» **WHAT TO PRODUCE**: Render everything from the line containing "Exercise. Put one marker on every instance of the bird's tail" down to the end of the items as a numbered list, leaving out blank lines.

--- Start of WORKING DATA ---

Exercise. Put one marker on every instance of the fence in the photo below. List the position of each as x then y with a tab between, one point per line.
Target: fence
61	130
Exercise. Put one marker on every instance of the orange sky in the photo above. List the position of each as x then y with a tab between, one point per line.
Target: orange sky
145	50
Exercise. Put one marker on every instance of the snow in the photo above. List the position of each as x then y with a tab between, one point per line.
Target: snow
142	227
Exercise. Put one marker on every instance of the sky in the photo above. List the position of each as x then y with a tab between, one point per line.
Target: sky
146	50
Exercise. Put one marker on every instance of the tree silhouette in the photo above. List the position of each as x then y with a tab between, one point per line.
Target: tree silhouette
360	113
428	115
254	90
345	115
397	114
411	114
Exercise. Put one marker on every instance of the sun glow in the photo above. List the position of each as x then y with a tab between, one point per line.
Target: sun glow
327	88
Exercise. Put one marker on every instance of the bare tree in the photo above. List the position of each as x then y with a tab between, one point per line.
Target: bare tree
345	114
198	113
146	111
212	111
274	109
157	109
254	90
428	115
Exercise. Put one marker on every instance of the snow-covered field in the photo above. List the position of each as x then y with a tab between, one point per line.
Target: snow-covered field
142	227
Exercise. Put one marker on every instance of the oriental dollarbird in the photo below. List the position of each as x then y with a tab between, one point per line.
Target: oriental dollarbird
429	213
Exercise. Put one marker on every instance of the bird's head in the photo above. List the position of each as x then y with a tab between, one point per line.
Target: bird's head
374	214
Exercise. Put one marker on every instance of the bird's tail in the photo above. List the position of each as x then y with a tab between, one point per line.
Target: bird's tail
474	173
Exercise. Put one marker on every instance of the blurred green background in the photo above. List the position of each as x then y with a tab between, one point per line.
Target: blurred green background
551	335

--- End of WORKING DATA ---

» **TASK SOLUTION**:
1. Exercise. Put one marker on every instance of the bird's tail in the photo above. List the position of each as x then y with a tab between, one point per line.
2. Target: bird's tail
3. 474	173
4. Exercise. Put one marker on every instance of the blurred green background in the photo above. List the position of each as x then y with a tab between, one point per line.
5. Target: blurred green background
6. 551	335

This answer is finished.